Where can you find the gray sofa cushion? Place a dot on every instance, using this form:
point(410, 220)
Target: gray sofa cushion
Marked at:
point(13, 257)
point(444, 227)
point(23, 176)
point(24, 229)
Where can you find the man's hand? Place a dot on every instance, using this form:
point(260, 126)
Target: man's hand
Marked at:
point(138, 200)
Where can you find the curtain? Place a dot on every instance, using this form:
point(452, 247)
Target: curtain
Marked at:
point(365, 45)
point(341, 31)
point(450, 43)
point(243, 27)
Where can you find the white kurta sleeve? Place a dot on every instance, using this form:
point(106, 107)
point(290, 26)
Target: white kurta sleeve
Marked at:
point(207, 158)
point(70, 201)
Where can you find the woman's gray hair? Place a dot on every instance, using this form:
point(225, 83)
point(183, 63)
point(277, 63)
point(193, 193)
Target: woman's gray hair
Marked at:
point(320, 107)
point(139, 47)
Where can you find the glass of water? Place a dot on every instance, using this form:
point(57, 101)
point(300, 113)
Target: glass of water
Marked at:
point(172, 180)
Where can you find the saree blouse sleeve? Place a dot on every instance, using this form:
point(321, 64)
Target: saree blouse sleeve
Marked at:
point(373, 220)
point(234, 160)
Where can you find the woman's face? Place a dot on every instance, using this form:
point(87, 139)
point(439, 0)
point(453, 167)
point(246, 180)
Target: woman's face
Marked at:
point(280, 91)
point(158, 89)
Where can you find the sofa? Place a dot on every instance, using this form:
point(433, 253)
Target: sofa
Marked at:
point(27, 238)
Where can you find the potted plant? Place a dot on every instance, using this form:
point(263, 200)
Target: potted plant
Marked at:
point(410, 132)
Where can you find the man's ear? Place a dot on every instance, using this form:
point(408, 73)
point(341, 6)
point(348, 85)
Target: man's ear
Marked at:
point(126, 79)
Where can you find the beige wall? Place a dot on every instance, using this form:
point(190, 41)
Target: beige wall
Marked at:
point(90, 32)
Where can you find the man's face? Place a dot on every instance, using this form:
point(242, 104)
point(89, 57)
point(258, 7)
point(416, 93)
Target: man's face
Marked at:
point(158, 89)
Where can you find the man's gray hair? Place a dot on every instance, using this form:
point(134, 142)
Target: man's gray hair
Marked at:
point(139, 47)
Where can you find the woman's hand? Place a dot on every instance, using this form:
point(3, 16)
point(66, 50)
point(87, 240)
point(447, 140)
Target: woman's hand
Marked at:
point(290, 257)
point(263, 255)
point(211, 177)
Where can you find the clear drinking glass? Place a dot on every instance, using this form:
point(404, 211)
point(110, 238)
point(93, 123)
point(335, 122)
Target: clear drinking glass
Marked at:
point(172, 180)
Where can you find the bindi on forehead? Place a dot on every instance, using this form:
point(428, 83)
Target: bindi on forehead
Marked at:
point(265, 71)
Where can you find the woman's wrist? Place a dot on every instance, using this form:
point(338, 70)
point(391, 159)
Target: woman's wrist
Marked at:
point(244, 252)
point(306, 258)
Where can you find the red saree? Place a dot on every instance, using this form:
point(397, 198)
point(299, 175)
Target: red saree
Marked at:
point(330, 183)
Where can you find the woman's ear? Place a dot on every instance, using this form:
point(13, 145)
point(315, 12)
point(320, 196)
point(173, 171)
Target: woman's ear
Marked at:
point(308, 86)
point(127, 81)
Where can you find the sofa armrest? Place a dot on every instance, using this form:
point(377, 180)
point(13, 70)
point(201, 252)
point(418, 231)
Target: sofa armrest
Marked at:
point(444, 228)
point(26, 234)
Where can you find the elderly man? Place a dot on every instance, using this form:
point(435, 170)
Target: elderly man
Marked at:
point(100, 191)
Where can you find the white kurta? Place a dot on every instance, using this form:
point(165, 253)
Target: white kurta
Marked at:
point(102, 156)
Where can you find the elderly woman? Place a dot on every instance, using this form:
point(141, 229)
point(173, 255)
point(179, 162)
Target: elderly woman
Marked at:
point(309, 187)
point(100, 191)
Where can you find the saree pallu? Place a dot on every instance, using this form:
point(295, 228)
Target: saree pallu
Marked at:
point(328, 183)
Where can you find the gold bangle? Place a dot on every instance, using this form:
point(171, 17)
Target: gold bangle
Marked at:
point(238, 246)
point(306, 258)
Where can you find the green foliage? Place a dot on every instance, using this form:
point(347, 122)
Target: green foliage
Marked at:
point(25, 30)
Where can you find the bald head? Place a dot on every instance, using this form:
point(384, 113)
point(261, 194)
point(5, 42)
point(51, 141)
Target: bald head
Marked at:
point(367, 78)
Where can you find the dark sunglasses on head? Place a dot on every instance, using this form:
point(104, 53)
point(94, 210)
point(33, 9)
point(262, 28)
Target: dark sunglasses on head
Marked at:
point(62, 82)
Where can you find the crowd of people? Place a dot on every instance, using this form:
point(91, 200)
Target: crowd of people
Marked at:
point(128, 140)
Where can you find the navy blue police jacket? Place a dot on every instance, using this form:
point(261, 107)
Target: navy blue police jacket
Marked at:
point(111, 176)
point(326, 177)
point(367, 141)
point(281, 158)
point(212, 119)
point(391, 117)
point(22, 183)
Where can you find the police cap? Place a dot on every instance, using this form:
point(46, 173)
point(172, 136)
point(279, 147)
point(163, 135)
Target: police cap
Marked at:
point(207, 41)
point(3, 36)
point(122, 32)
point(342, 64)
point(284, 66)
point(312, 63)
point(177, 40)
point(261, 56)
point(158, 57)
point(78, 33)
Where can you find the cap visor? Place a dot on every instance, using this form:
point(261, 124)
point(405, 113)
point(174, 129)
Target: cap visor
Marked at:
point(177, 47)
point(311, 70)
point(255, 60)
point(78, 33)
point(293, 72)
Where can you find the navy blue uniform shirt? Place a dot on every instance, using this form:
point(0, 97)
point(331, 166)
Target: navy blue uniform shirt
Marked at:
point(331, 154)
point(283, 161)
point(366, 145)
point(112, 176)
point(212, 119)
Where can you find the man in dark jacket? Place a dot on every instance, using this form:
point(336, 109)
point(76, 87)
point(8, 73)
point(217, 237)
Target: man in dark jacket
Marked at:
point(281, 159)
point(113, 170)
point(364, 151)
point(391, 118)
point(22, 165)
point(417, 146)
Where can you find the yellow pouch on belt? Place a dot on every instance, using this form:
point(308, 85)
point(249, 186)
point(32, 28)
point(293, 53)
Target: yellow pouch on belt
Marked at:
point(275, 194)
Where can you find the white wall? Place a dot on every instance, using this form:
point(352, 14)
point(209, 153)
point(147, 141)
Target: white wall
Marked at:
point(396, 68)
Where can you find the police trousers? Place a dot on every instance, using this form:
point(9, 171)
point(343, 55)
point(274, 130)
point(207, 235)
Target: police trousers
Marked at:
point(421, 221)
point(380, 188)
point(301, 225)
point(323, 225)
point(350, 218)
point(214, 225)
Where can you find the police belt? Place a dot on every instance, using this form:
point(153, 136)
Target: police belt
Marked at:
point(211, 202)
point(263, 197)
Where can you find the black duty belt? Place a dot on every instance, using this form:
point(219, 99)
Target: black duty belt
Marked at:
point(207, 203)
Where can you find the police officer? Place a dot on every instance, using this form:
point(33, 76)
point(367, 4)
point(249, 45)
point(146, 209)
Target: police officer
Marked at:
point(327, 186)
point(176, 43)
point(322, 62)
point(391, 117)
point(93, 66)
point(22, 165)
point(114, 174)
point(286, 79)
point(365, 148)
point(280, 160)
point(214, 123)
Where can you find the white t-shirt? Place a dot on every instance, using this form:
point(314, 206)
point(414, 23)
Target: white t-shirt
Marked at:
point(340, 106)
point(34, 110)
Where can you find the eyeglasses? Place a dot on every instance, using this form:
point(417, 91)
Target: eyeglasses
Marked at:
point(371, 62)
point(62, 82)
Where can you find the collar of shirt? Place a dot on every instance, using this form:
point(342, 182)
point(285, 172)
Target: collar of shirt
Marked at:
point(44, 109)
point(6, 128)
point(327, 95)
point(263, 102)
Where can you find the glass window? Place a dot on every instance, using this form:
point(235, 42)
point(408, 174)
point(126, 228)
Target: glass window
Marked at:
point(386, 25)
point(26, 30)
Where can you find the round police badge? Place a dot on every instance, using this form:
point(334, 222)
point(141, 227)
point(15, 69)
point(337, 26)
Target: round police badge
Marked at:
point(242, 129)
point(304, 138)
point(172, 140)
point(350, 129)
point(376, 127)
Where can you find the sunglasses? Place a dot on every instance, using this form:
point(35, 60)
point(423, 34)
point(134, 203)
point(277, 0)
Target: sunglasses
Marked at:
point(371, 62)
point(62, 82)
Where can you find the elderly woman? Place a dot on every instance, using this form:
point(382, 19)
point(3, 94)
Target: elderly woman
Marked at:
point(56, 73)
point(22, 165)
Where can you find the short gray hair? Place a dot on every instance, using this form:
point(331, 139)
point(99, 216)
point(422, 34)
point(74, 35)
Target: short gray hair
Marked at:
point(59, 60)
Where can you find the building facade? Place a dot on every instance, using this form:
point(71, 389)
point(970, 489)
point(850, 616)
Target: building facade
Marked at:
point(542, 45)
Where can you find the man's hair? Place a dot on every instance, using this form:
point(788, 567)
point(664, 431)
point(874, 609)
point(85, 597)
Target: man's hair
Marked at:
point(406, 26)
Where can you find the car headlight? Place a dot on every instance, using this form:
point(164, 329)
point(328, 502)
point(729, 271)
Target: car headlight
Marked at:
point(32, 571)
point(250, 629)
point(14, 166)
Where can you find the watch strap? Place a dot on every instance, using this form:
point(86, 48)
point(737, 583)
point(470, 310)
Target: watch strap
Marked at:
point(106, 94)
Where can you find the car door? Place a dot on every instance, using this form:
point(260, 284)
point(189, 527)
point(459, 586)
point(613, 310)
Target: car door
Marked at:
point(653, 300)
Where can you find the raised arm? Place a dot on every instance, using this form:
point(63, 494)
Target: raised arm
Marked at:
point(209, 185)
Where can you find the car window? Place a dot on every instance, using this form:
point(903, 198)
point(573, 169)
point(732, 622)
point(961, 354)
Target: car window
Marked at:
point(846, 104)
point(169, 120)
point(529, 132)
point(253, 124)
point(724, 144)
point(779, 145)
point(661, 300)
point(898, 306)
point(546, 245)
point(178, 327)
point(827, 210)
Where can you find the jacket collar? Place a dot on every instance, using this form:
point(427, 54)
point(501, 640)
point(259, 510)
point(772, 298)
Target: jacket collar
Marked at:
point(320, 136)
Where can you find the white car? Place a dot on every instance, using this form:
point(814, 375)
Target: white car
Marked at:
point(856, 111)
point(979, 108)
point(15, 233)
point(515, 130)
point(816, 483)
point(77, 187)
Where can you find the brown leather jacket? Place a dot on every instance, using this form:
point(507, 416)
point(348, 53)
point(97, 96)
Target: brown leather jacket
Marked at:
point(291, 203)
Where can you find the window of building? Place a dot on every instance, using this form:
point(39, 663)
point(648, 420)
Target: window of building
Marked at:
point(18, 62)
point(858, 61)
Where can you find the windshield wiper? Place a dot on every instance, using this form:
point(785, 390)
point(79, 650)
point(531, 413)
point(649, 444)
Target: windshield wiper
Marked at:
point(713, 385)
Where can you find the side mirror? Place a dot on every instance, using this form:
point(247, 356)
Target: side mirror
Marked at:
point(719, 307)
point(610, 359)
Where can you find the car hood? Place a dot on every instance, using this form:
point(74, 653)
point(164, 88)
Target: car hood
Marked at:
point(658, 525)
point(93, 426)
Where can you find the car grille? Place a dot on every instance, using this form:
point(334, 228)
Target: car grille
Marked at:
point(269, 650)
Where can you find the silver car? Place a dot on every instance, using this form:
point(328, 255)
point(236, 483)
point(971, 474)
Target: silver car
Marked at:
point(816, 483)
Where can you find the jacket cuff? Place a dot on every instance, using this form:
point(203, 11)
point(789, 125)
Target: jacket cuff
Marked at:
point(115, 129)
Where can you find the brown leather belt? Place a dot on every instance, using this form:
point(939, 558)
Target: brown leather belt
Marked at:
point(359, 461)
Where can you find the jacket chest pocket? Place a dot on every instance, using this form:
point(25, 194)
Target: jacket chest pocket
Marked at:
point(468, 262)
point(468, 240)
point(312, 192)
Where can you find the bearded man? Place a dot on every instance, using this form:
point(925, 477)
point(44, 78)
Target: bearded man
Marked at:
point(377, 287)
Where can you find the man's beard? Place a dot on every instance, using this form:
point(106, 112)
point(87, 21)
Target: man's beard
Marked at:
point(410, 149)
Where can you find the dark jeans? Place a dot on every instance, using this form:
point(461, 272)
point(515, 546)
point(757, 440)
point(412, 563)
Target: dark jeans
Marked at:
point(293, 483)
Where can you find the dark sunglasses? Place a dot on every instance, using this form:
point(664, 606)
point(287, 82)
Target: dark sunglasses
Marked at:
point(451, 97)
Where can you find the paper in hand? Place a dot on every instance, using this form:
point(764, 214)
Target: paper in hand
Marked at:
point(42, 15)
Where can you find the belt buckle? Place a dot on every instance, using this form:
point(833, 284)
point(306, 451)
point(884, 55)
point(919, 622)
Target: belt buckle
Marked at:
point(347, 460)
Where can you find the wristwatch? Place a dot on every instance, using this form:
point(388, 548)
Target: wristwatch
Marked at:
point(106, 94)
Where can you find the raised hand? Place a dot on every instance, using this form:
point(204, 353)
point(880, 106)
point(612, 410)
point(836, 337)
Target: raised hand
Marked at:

DO THIS.
Rewrite the material starting at the line that contains "Where can you find the bearded" and ending at the end of the material, replacing "dark sunglasses" with "black sunglasses" and changing nothing else.

FINISHED EXERCISE.
Where can you find the bearded man? Place a dot on every instance, using this form:
point(925, 477)
point(44, 78)
Target: bearded man
Marked at:
point(377, 287)
Where can you find the man's beard? Place a dot on every instance, using this form:
point(106, 112)
point(87, 21)
Target: man's beard
Marked at:
point(410, 149)
Where can you find the dark jeans? Place a dot on every instance, using this form:
point(461, 272)
point(515, 546)
point(757, 440)
point(412, 563)
Target: dark jeans
Marked at:
point(293, 483)
Where can you find the black sunglasses? Place a dot on every instance, using this form:
point(664, 606)
point(287, 82)
Target: black sunglasses
Marked at:
point(451, 97)
Where can you find the paper in hand? Place a dot on every instance, using this form:
point(764, 214)
Target: paper in hand
Marked at:
point(42, 15)
Where can you find the belt buckle? Place a dot on every instance, using this form:
point(833, 284)
point(306, 451)
point(884, 55)
point(919, 622)
Target: belt buckle
Marked at:
point(347, 460)
Where can you find the wristwatch? Place a dot on every instance, using this form:
point(388, 548)
Target: wristwatch
Marked at:
point(106, 94)
Where can you find the raised hand? Place a dot on every instance, using this form:
point(204, 353)
point(880, 106)
point(612, 410)
point(836, 337)
Target: raised hand
Marked at:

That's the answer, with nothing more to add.